**PASSAGE PROVIDED**:
§ §

Temporal Griffiths effects and ultrafast criticality in monitored quantum circuits
ORAL
Abstract
We investigate quantum circuits with temporally random measurement rates, uncovering a rich dynamical phase diagram that deviates significantly from conventional measurement-driven transitions. Our primary discovery is that any spatially-uniform randomness in the measurement rate destabilizes the typical volume-law entangled phase, leading to the emergence of novel temporal Griffiths regions. This destabilization gives rise to a new phase marked by sub-volume steady-state entanglement scaling. At the critical point, we identify striking ultrafast dynamics, reflected in an activated scaling relation tΨτ ~ log(L), corresponding to a vanishing space-time dynamical exponent z→0. This behavior can be understood as a space-time rotation of the infinite-randomness fixed point seen in spatially random models. Through extensive numerical simulations of stabilizer circuits, we analyze information propagation and entanglement dynamics, offering a comprehensive physical understanding of this novel phase diagram and its criticality.

§ §

**EXERCISE TASK A**: Copy the abstract on monitored quantum circuits word for word, including its title and headers.
The listing is separate from the abstract on quantum circuits and has no connection to it.

**RECORDS FOR PROCESSING**:
§ §

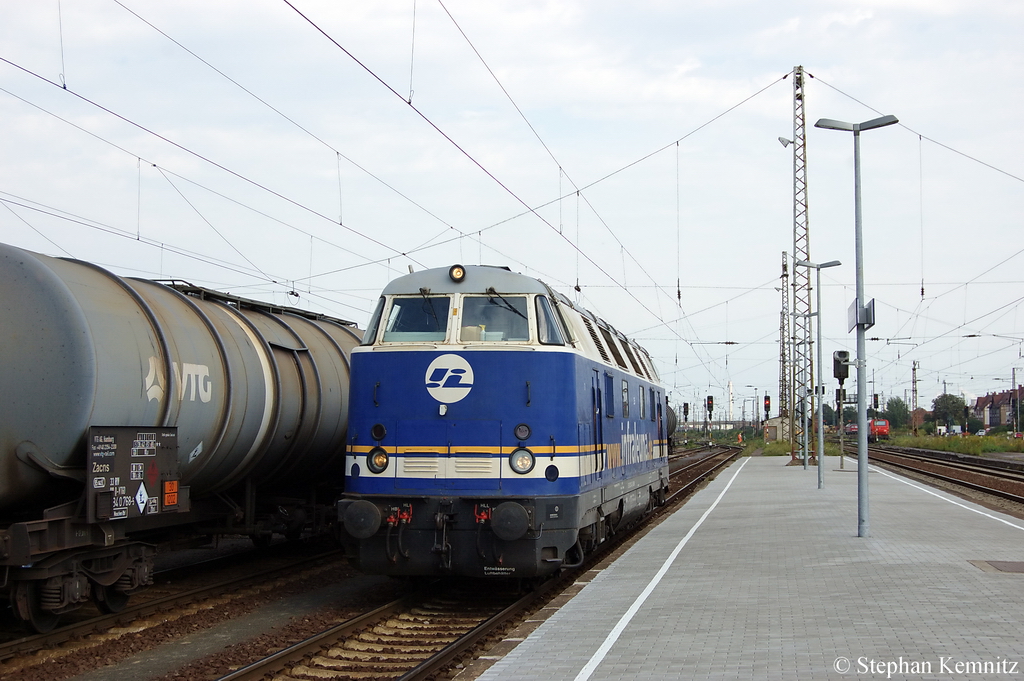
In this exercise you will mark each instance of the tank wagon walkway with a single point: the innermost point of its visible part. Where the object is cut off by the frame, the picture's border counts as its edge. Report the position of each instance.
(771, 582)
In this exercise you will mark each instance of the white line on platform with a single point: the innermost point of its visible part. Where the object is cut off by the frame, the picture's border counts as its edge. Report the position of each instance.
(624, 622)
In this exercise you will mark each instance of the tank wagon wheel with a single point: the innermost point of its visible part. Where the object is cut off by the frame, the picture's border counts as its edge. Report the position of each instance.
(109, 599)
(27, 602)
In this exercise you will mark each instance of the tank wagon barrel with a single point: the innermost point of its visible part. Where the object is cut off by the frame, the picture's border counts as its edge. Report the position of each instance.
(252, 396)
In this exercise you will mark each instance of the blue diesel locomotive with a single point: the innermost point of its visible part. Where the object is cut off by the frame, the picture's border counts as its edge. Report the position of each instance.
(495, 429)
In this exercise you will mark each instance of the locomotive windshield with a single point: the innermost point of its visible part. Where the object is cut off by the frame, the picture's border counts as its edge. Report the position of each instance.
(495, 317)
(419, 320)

§ §

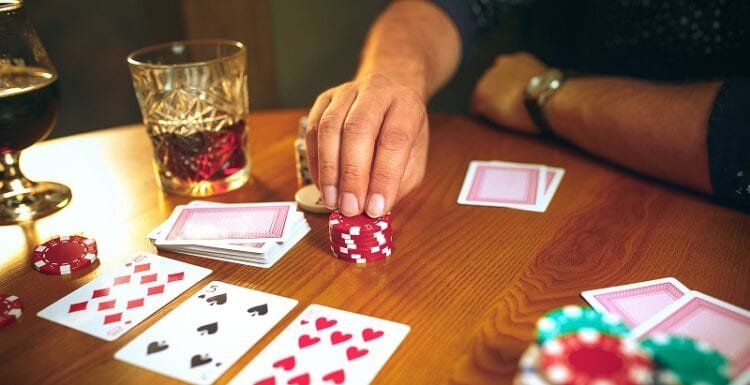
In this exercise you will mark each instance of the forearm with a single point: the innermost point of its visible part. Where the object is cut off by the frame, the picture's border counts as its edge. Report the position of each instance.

§ §

**EXERCISE TASK B**: List every line in the listing that contains the string "wagon".

**TASK RESPONSE A**:
Temporal Griffiths effects and ultrafast criticality in monitored quantum circuits
ORAL
Abstract
We investigate quantum circuits with temporally random measurement rates, uncovering a rich dynamical phase diagram that deviates significantly from conventional measurement-driven transitions. Our primary discovery is that any spatially-uniform randomness in the measurement rate destabilizes the typical volume-law entangled phase, leading to the emergence of novel temporal Griffiths regions. This destabilization gives rise to a new phase marked by sub-volume steady-state entanglement scaling. At the critical point, we identify striking ultrafast dynamics, reflected in an activated scaling relation tΨτ ~ log(L), corresponding to a vanishing space-time dynamical exponent z→0. This behavior can be understood as a space-time rotation of the infinite-randomness fixed point seen in spatially random models. Through extensive numerical simulations of stabilizer circuits, we analyze information propagation and entanglement dynamics, offering a comprehensive physical understanding of this novel phase diagram and its criticality.

**TASK RESPONSE B**:
In this exercise you will mark each instance of the tank wagon walkway with a single point: the innermost point of its visible part. Where the object is cut off by the frame, the picture's border counts as its edge. Report the position of each instance.
In this exercise you will mark each instance of the tank wagon wheel with a single point: the innermost point of its visible part. Where the object is cut off by the frame, the picture's border counts as its edge. Report the position of each instance.
In this exercise you will mark each instance of the tank wagon barrel with a single point: the innermost point of its visible part. Where the object is cut off by the frame, the picture's border counts as its edge. Report the position of each instance.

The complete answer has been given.